## EXTRAIT DU TEXTE
──────

E. Leclerc et la parapharmacie, partie 2 (1990- 2014)


 

E. Leclerc et la parapharmacie, par-_2014_- A la une E.Leclerc


 

    Au terme des années 1980, l’enseigne est parvenue à obtenir l’autorisation de vendre des produits cosmétiques et d’hygiène dans ses super- et hypermarchés et a ouvert sa première parapharmacie à Pont de Sèvres (voir E. Leclerc et la parapharmacie, partie 1 (1957- 1989)). Des années 1990 aux années 2010, le Mouvement poursuivra le combat pour commercialiser les produits dits « frontière », puis les médicaments vendus sans ordonnance. Alors que de nouveaux médicaments sont régulièrement dé-remboursés, grevant le budget des ménages, que la durée de vie s’allonge et que le marché de la santé, en plein boum, est l’un des futurs secteurs-clés de l’économie, l’enjeu est considérable.

 

1. La question lancinante des produits "frontière"

    La question de la définition des produits « frontière », non résolue dans la décennie précédente, ne trouve pas de réponse dans les années qui suivent. L’enjeu est de distinguer les produits qui doivent relever strictement du champ des officines de ceux pouvant être vendus en dehors. Parmi les produits qui posent question, figurent notamment la Vitamine C dosée à 1000 mg, l’eau oxygénée, les seringues, les tests de grossesse, les produits pour la digestion, l’éosine aqueuse, les complexes multivitaminés…

 

Une question polémique

Autorité en charge de la concurrence

    En juin 1991, le Conseil de la concurrence - autorité chargée de la concurrence, dotée d’un pouvoir de décision propre depuis 1986 - saisi par la Fédimas (Fédération des entreprises de distribution de magasins à prédominance alimentaire et de services, qui regroupait alors notamment Casino, Suma, et Mammouth), rend un avis favorable sur la commercialisation de la parapharmacie en grandes et moyennes surfaces. En 2005, cette même institution rend un nouvel avis consultatif qui recommande d’élargir aux grandes surfaces la vente d’articles « à la frontière du médicament » (l'alcool à 90°C et à 70°C, les tests de grossesse, les pansements, les vitamines, les produits anti-poux ou les produits d'entretien des lentilles de contact...). En décembre 2013, l’Autorité de la concurrence, qui a succédé au Conseil de la concurrence en 2008, appelle à une ouverture de la concurrence dans le secteur des médicaments et soutient notamment une ouverture encadrée de la distribution au détail des médicaments délivrés sans ordonnance.

──────

## CONTENU DES DONNÉES
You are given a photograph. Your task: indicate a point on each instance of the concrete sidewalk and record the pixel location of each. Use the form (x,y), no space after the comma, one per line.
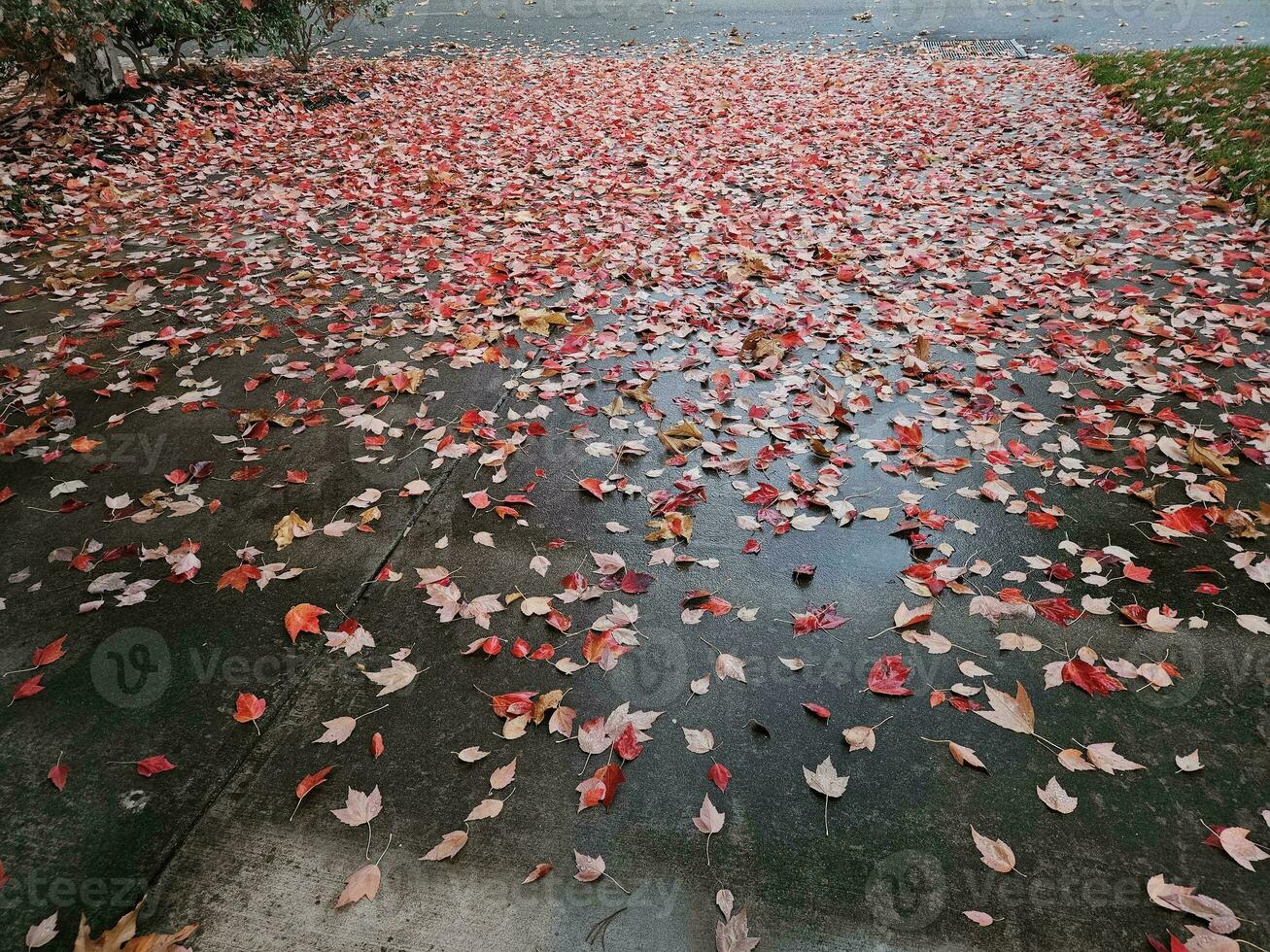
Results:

──────

## CONSIGNE
Renvoyez mot pour mot, s'il vous plaît, tout le passage de l'extrait sur E. Leclerc et la parapharmacie qui va de « E. Leclerc et la parapharmacie, partie 2 » jusqu'à « l’enjeu est considérable. ».

## RÉPONSE
E. Leclerc et la parapharmacie, partie 2 (1990- 2014)


 

E. Leclerc et la parapharmacie, par-_2014_- A la une E.Leclerc


 

    Au terme des années 1980, l’enseigne est parvenue à obtenir l’autorisation de vendre des produits cosmétiques et d’hygiène dans ses super- et hypermarchés et a ouvert sa première parapharmacie à Pont de Sèvres (voir E. Leclerc et la parapharmacie, partie 1 (1957- 1989)). Des années 1990 aux années 2010, le Mouvement poursuivra le combat pour commercialiser les produits dits « frontière », puis les médicaments vendus sans ordonnance. Alors que de nouveaux médicaments sont régulièrement dé-remboursés, grevant le budget des ménages, que la durée de vie s’allonge et que le marché de la santé, en plein boum, est l’un des futurs secteurs-clés de l’économie, l’enjeu est considérable.